### TASK 1
Reproduce the pull request text on modular files for speech models word for word, from start to finish.

### TEXT EXCERPT

=-=-=

Introduce modular files for speech models #35902

nikosanto13 · 2025-01-27T08:35:10Z

What does this PR do?

Before submitting

This PR fixes a typo or improves the docs (you can dismiss the other checks if that's the case).
Did you read the contributor guideline,
Pull Request section?
Was this discussed/approved via a Github issue or the forum? Please add a link
to it if that's the case.
Did you make sure to update the documentation with your changes? Here are the
documentation guidelines, and
here are tips on formatting docstrings.
Did you write any new necessary tests?

Who can review?

@ArthurZucker @Cyrilvallez

Additional details

Added modular files for models that have heavy duplication with classes from modeling_wav2vec2.py: Hubert, WavLM, Data2VecAudio, Wav2Vec2Conformer, Wav2Vec2Bert, UniSpeech, UniSpeechSat
Added some modifications on the modular converter script, from issues that came up during writing the above modular scripts (see inline comments for justification)

nikosanto13 · 2025-01-27T08:38:17Z

utils/modular_model_converter.py

        """

=-=-=

### TASK 2
Gather every line of the records below that contains the word "chandelier" and copy each one. Treat uppercase and lowercase as different.

=-=-=

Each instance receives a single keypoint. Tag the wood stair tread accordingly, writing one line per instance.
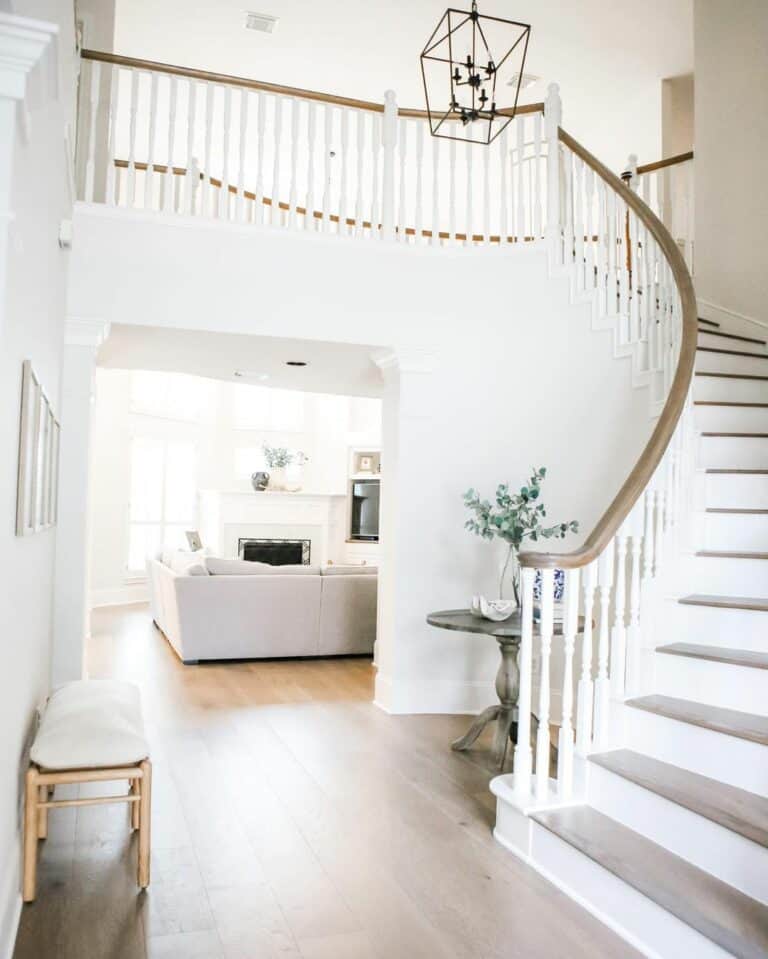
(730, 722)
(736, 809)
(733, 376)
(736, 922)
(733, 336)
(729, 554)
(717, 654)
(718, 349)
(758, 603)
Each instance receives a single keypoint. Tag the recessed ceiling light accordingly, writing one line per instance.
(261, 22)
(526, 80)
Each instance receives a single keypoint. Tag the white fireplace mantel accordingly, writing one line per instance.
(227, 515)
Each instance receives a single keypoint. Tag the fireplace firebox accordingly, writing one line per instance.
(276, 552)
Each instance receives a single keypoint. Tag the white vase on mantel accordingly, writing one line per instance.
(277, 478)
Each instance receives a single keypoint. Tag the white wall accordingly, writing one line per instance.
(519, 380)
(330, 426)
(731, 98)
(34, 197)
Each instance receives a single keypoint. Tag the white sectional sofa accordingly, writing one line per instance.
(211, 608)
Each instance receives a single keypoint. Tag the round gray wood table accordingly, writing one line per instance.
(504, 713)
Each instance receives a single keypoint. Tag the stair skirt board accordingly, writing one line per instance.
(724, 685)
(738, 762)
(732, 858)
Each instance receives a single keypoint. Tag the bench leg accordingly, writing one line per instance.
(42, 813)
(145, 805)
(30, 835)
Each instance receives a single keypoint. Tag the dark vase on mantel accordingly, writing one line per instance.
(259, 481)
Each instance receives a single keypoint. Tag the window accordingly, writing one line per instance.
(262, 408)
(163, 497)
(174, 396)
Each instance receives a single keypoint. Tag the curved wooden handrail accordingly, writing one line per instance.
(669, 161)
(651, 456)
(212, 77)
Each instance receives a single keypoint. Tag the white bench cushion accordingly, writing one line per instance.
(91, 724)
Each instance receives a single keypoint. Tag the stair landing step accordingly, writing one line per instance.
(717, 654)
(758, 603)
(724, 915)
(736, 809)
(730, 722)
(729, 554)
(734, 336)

=-=-=

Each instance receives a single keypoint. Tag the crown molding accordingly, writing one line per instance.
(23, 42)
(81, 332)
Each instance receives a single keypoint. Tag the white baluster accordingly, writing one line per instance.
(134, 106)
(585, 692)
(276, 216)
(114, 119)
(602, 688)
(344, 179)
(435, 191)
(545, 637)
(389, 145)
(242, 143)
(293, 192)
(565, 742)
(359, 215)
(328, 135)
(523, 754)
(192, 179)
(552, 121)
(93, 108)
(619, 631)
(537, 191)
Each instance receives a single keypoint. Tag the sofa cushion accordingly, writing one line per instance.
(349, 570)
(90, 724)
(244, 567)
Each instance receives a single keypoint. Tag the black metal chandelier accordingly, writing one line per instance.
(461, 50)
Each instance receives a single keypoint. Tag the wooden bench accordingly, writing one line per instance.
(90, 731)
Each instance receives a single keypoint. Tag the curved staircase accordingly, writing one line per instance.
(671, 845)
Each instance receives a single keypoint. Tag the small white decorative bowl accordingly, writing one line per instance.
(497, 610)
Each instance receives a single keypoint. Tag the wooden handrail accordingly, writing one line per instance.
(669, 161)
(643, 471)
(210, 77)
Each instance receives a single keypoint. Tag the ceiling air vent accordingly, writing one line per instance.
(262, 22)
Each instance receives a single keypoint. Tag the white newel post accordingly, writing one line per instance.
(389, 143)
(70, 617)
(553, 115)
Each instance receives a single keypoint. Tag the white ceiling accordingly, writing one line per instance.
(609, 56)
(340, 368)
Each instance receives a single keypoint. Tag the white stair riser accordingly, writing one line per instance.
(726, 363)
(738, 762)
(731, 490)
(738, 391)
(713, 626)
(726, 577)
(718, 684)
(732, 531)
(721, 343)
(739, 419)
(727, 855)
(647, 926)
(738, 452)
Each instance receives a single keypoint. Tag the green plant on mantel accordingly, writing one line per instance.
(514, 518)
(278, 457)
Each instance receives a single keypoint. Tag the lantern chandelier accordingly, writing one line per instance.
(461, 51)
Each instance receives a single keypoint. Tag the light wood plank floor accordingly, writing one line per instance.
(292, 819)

=-=-=

### WORKED SOLUTION 1
Introduce modular files for speech models #35902

nikosanto13 · 2025-01-27T08:35:10Z

What does this PR do?

Before submitting

This PR fixes a typo or improves the docs (you can dismiss the other checks if that's the case).
Did you read the contributor guideline,
Pull Request section?
Was this discussed/approved via a Github issue or the forum? Please add a link
to it if that's the case.
Did you make sure to update the documentation with your changes? Here are the
documentation guidelines, and
here are tips on formatting docstrings.
Did you write any new necessary tests?

Who can review?

@ArthurZucker @Cyrilvallez

Additional details

Added modular files for models that have heavy duplication with classes from modeling_wav2vec2.py: Hubert, WavLM, Data2VecAudio, Wav2Vec2Conformer, Wav2Vec2Bert, UniSpeech, UniSpeechSat
Added some modifications on the modular converter script, from issues that came up during writing the above modular scripts (see inline comments for justification)

nikosanto13 · 2025-01-27T08:38:17Z

utils/modular_model_converter.py

        """

### WORKED SOLUTION 2
Each instance receives a single keypoint. Tag the black metal chandelier accordingly, writing one line per instance.
Each instance receives a single keypoint. Tag the lantern chandelier accordingly, writing one line per instance.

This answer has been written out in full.